• _Extract to read_
_ _ _ _ _ _ _

During our conversation, she sounded chipper, idealistic, and practical, even though her mother could not find work and her father was serving time in prison. She’d learned lessons from all of this, she said, especially the importance of earning a college degree and starting early to think about a real career: lessons reinforced every hour she sat at the reception desk at the unemployment office.
“It just makes me want to get on with my life and further my education, so I don’t have to go through the same thing,” she says. “The more education people have, the easier is it to get jobs.”
This tracks with the employment data about the Great Recession. Although the overall jobless rate remains high (higher than any politician would like), education marks a clear dividing line. People without college degrees suffer from an unemployment rate twice as high as those with bachelor’s degrees, according to data from the Bureau of Labor Statistics.
In August, I traveled to Florida to meet Tessa and Dasia in person. Dasia greeted me at the front desk of FloridaWorks; she wore neatly pressed mustard-colored pants and a bright ruffled top; the ends of her hair were curled.

_ _ _ _ _ _ _

• _Dataset entries_
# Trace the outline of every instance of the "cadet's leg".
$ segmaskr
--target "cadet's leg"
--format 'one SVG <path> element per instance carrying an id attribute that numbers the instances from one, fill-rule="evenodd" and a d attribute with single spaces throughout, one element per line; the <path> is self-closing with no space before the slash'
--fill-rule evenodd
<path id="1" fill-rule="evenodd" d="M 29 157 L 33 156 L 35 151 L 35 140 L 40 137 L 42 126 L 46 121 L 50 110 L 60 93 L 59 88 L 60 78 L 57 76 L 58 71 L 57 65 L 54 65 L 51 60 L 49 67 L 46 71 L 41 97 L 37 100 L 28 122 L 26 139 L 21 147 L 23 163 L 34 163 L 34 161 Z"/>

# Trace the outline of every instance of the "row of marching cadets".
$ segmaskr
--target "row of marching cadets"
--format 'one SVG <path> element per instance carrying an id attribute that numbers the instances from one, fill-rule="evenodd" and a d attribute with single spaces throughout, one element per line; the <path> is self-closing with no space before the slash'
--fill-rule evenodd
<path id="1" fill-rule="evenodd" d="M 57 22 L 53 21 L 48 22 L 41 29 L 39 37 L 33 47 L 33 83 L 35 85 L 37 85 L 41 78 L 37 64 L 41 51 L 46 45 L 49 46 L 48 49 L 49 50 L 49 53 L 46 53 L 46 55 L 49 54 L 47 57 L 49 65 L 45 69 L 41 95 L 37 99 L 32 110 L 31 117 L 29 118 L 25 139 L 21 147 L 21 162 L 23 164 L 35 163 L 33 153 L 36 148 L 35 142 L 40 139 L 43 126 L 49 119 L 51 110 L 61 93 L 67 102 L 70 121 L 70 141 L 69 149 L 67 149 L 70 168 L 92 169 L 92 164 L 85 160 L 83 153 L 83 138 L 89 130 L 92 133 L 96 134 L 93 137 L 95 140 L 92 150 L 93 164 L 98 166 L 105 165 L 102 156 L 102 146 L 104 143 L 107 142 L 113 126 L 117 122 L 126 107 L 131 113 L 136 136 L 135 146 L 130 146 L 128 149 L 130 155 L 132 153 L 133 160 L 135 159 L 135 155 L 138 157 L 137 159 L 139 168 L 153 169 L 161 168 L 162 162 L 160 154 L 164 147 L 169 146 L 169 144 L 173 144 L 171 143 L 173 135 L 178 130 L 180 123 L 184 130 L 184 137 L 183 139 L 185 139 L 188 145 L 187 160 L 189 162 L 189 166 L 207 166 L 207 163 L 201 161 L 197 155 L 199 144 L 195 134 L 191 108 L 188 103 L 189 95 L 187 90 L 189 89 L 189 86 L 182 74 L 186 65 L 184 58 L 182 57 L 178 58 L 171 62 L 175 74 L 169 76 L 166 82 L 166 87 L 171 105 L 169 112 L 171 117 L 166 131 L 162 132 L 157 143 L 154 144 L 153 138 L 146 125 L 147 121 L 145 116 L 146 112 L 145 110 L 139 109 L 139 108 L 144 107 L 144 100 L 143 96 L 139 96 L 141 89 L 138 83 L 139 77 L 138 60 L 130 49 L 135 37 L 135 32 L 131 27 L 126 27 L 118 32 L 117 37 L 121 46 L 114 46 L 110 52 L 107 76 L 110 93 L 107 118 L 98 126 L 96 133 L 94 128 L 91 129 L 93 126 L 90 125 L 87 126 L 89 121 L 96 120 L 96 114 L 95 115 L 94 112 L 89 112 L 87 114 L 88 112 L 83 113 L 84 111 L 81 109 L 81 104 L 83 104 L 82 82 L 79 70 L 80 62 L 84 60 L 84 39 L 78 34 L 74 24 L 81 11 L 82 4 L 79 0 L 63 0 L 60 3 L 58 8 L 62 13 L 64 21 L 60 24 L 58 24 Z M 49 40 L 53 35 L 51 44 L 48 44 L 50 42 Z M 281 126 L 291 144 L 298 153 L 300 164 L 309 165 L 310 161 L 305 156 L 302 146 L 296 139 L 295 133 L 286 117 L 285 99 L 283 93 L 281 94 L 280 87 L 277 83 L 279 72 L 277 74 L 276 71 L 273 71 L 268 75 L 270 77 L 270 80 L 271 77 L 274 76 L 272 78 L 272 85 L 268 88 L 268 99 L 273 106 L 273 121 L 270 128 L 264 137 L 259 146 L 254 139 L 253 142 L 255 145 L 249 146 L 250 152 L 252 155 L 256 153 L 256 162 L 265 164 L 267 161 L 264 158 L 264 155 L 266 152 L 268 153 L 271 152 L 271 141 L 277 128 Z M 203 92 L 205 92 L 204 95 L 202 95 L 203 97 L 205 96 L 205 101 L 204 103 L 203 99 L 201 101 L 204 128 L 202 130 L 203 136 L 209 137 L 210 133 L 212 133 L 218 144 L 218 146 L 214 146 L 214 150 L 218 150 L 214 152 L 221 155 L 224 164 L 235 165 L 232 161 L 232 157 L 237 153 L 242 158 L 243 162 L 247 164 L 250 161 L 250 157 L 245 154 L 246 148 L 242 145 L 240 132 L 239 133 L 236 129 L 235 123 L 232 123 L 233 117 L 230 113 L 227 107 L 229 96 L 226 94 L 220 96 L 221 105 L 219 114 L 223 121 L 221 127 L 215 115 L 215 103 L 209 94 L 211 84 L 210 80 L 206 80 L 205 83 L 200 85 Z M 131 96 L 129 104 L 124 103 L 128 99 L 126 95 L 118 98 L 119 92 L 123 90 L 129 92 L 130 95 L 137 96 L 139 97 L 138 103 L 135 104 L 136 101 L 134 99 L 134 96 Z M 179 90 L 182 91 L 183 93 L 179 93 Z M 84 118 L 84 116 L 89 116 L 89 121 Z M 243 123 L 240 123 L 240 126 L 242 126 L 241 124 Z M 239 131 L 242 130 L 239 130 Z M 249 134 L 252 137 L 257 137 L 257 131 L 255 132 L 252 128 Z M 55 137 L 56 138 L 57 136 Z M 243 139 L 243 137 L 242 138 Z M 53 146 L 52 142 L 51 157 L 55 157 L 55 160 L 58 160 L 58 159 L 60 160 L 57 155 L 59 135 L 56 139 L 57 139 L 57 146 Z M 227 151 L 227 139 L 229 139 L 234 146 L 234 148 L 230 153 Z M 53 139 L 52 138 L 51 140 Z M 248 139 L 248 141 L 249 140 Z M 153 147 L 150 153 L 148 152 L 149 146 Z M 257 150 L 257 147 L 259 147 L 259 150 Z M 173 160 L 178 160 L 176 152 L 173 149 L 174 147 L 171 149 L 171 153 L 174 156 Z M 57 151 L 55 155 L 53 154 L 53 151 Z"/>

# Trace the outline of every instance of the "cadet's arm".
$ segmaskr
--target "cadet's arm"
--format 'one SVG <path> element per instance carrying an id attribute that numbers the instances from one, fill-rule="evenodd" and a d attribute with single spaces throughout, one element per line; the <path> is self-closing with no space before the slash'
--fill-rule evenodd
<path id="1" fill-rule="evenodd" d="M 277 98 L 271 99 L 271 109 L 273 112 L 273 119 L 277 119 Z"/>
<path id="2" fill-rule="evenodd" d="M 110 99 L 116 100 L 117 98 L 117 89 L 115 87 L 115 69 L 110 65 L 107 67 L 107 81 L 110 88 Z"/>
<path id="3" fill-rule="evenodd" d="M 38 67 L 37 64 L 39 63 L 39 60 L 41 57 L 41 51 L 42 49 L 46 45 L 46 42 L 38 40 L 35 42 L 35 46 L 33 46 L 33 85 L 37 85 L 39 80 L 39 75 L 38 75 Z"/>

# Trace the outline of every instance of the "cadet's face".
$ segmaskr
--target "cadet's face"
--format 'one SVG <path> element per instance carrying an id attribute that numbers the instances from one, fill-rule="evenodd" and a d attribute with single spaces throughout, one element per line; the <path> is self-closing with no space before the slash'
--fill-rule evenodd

_ _ _ _ _ _ _

• _Apply what you read_
a. From the passage about Dasia at the unemployment office, copy word for word the section that begins with the words containing "In August, I" and ends with "hair were curled.".
b. Continue the passage about Dasia and the FloridaWorks front desk from its final sentence.

• _Responses in order_
a.
In August, I traveled to Florida to meet Tessa and Dasia in person. Dasia greeted me at the front desk of FloridaWorks; she wore neatly pressed mustard-colored pants and a bright ruffled top; the ends of her hair were curled.

b.
We sat in an office to catch up, where Dasia again talked about her plans for community college and the Air Force. She was doing OK with money, too. Since she was 14, she has worked some type of after-school or seasonal job, socking away half of each paycheck and opting for free activities (such as going to the community pool or basketball games with friends). Her mother was still looking for a job and planned to go back to school in the fall to further her nursing career.
But Dasia revealed a development, a serious one, that she hadn’t when we first talked. Minutes into our conversation, she told me she was pregnant. It had been an unplanned result of her relationship with her on-again, off-again boyfriend from middle school.
She said she was due in late November. Her 38-year-old mother was not happy. “I guess she was disappointed because I’m kind of young. She wishes that I waited until I was more stable in life and got to do more, but eventually, she came around,” Dasia says.
She seemed excited and a little unsure about the baby, yet also adamant that being a mother would not change the career trajectory she had carefully planned. Infant and all, Dasia said, she could still earn her bachelor’s degree and join the military—even with her boyfriend, child, and mom as baby sitter in tow.
“It’s easy for people to say things and not stick to them. I have a plan to better myself and my life,” she said that day, as rain from a late-summer thunderstorm pelted the office windows.
Dasia gave me a tour of the career center, with its help-wanted ads and cubicles of job counselors. Isn’t it depressing coming to work every day, surrounded by so many people who are struggling, I asked?
Dasia thought for a second and leaned against the wall, with her baby bump slightly protruding. “No, it’s not depressing,” she says. “A lot of people come in on their own will. Some people just really need help.”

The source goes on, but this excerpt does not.